[Texte à lire]:
########################################

Enfin, il m’arrive également d’équiper mon jig d’un soft swimbait Live Magic Shad en 4,5″ ou 5,5″ (encore et toujours chez Lake Fork) ou, depuis peu mais avec beaucoup de réussite, d’un Swammer en 4’’ de chez X Zone Lures. Ces deux dernières combinaisons, en plus de générer des vibrations complémentaires, ont la particularité, comme je le mentionnais plus haut, de favoriser grandement les skipping aidant à atteindre les zones les plus reculées sous la végétation surplombant la surface.
En fait, vous pouvez considérer le jig comme un support universel apte à rendre plus pêchant vos leurres souples. C’est un raccourci rapide mais c’est un peu ça.
Le Swammer de chez X Zone Lures
POURQUOI LE JIG EST-IL SI REDOUTABLE POUR LE BROCHET ?
Concernant le brochet, il faut tenir compte du fait que ce poisson est d’abord un opportuniste qui n’est pas taillé pour poursuivre longuement sa proie. Vous le savez tous et comprenez donc que pour lui, notre piège est une prise facile. Car si le jig permet de pêcher la pleine eau (swimming jig), c’est lors des frappes chirurgicales qu’il pourra le mieux s’exprimer. Car nul autre que lui ne permet de pêcher aussi précisément et lentement à distance. Je m’explique…
On ne parle bien évidemment pas ici de pêche verticale sous le bateau, même si elle est possible. Il s’agit bien de propulser un leurre sur un poste, de garder le contact efficacement avec lui et de faire en sorte qu’il soit prenant même à très faible allure…
Je n’aime pas particulièrement pêcher la pleine eau. Lorsque je le fais, c’est principalement avec de gros swimbaits et/ou parce que j’ai de bonnes raisons pour cela. En règle générale, ça m’ennuie assez vite. Je préfère largement les zones marquées et les bordures encombrées. Le problème, c’est que c’est le cas de beaucoup d’autres pêcheurs et que ces postes sont donc hyper-sollicités. Les poissons qui les occupent ont tendance à s’abriter au fin fond de leurs enchevêtrements de branches et autres obstacles. Dans ce genre de configuration, il est assez flagrant de constater qu’une pêche sur le pourtour des spots, aussi méticuleuse soit-elle, est bien moins régulièrement efficace qu’une recherche au cœur du cover. C’est là que le jig excelle. Equipé d’une bonne brosse anti-herbe, c’est un véritable leurre tout terrain.

########################################

[Données fournies]:
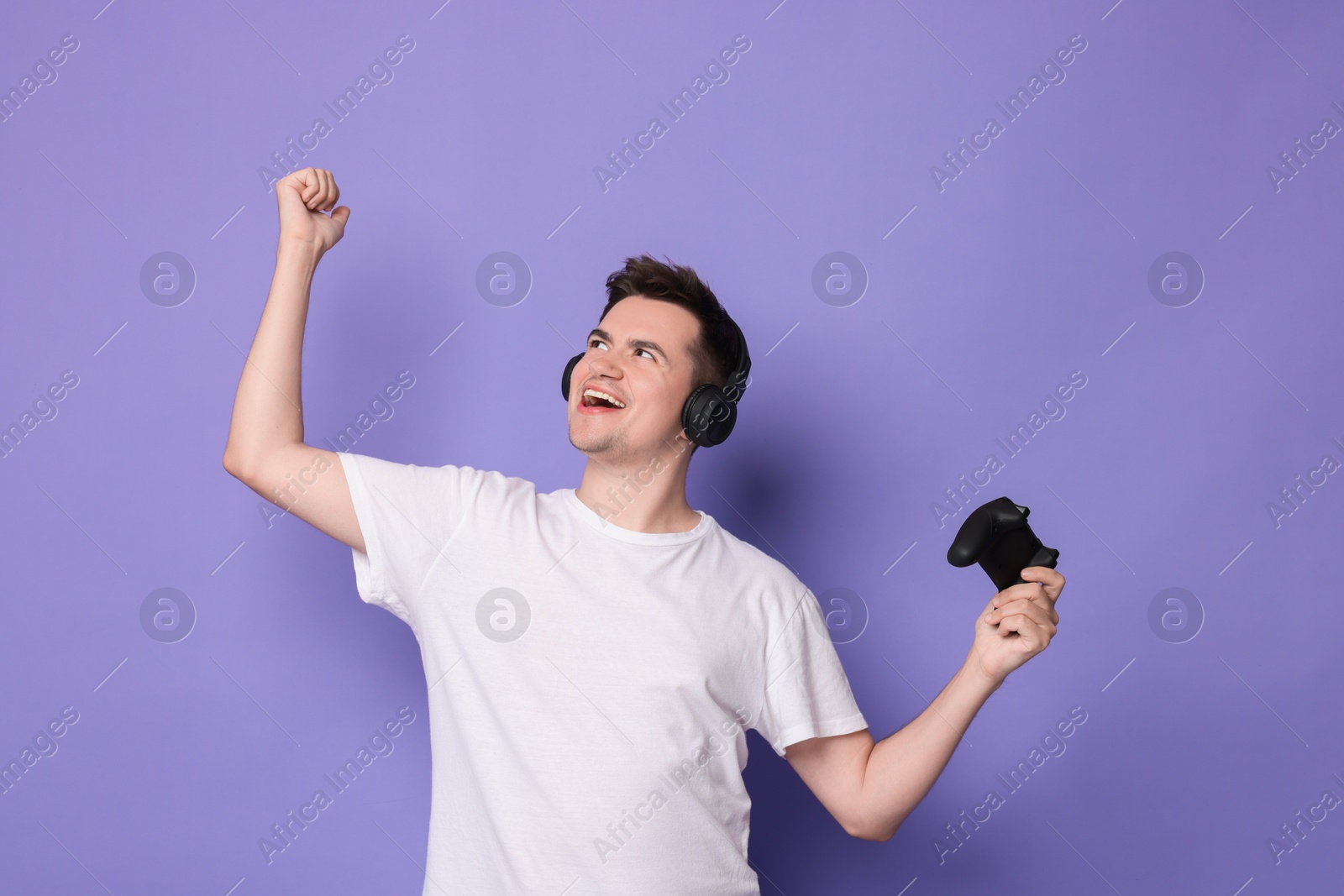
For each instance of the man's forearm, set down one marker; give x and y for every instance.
(902, 768)
(268, 406)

########################################

[Travail à faire]:
1 - Recopiez sans rien changer un passage du texte sur la pêche au jig. Commencez aux mots "Enfin, il m’arrive" et arrêtez-vous après "surplombant la surface.".
2 - D'après le texte sur la pêche au jig, pourquoi ce leurre représente-t-il une prise facile pour le brochet ? Répondez en une à trois phrases.
3 - Prolongez le texte sur la pêche au jig en reprenant après sa dernière phrase.

[Résultats attendus]:
1 -
Enfin, il m’arrive également d’équiper mon jig d’un soft swimbait Live Magic Shad en 4,5″ ou 5,5″ (encore et toujours chez Lake Fork) ou, depuis peu mais avec beaucoup de réussite, d’un Swammer en 4’’ de chez X Zone Lures. Ces deux dernières combinaisons, en plus de générer des vibrations complémentaires, ont la particularité, comme je le mentionnais plus haut, de favoriser grandement les skipping aidant à atteindre les zones les plus reculées sous la végétation surplombant la surface.

2 - Le brochet est d'abord un opportuniste qui n'est pas taillé pour poursuivre longuement sa proie. C'est pourquoi un leurre comme le jig est pour lui une prise facile.

3 -
Je procède généralement depuis un bateau ou un float tube. Même si ce n’est pas indispensable, cela facilite néanmoins pas mal la pratique de cette technique.
Avant toute chose, je prends soin de choisir le modèle le plus léger possible en fonction de la configuration pour garder une action assez planante. Dans l’immense majorité des cas, 10,5 ou 14 gr (trailer non compris) suffisent.
Concernant les coloris, je les choisis en principe en fonction de la turbidité de l’eau – prioritairement de façon à ce que mon leurre soit repérable sans être trop agressif – et associe donc à mon jig un trailer dans les mêmes tons. Néanmoins, je joue parfois au contraire la carte de l’excentricité et utilise des couleurs plus éclatantes et/ou fais contraster radicalement la jupe et le trailer. Tout est possible et il suffit d’essayer. Le plus important restant d’y croire et de s’appliquer.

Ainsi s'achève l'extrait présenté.